==== 原文节选
高子程认为,卖淫嫖娼是一种违法行为,但并没有构成犯罪,对它的处罚应该罪刑适应、罪当其罚,半年到两年收容教育的处罚,仅仅是一种行政处罚,而不是刑事半决,而做出这样处罚的,却是单一的行政机关,通过不公开的方式,以行政程序作出的。

而朱征夫认为,收容教育既然是一种行政处罚,却并未被列举在行政处罚法关于行政处罚的种类中。

“说明在行政处罚整个立法考虑中,没有把收容教育制度放进来的,所以它的存在与行政处罚法是有冲突的。”朱征夫说。

多年来,收容教育制度一直被代表委员、专家学者呼吁废除,还有一个重要原因是,收容教育制度与现行宪法和立法法的规定不一致。

“立法法里面明确规定的,对人身自由的行政处罚或者强制措施,只能由法律来规定,其他行政法规、地方性法规、规章,都无权规定。”中国政法大学终身教授应松年说。

《卖淫嫖娼人员收容教育办法》是国务院制定的行政法规,并不是法律,而即便是全国人大常委会可以授权国务院制定的行政法规中也有几项是不能授权的。

“其中有几项是不能授权的,绝对保留,(比如)犯罪和刑罚只能由法律规定,对公民政治权利的剥夺、限制人身自由的强制措施和处罚。”应松年说。
========
==== 数据展示
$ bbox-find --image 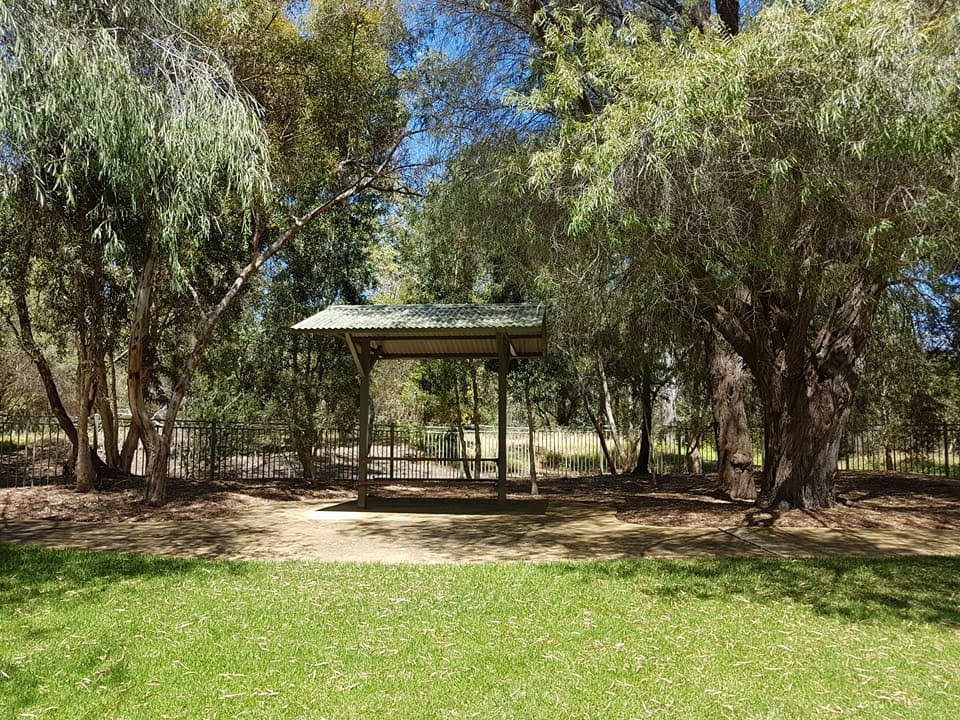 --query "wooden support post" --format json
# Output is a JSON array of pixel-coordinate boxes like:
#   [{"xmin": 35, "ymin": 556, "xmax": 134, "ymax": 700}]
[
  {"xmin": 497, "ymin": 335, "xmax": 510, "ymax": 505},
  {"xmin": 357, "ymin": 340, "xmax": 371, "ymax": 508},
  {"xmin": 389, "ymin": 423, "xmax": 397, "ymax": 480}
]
========
==== 数据展示
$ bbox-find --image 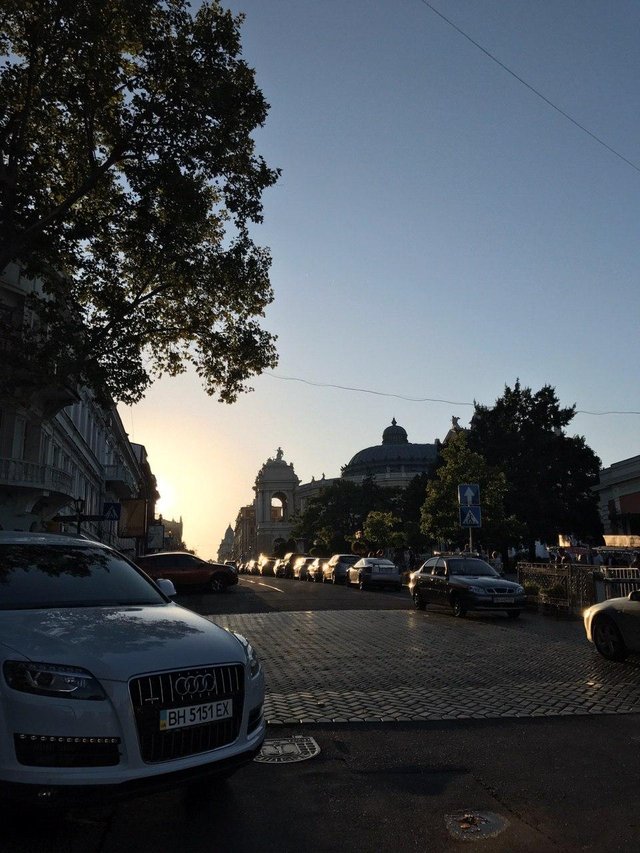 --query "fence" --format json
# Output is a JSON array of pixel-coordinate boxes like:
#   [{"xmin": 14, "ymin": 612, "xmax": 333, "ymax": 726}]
========
### 任务
把上面讲收容教育的那段原文节选照原样打出来，从“高子程认为,卖淫嫖娼是一种违”这几个字开始，打到“处罚法关于行政处罚的种类中。”为止。

### 参考答案
高子程认为,卖淫嫖娼是一种违法行为,但并没有构成犯罪,对它的处罚应该罪刑适应、罪当其罚,半年到两年收容教育的处罚,仅仅是一种行政处罚,而不是刑事半决,而做出这样处罚的,却是单一的行政机关,通过不公开的方式,以行政程序作出的。

而朱征夫认为,收容教育既然是一种行政处罚,却并未被列举在行政处罚法关于行政处罚的种类中。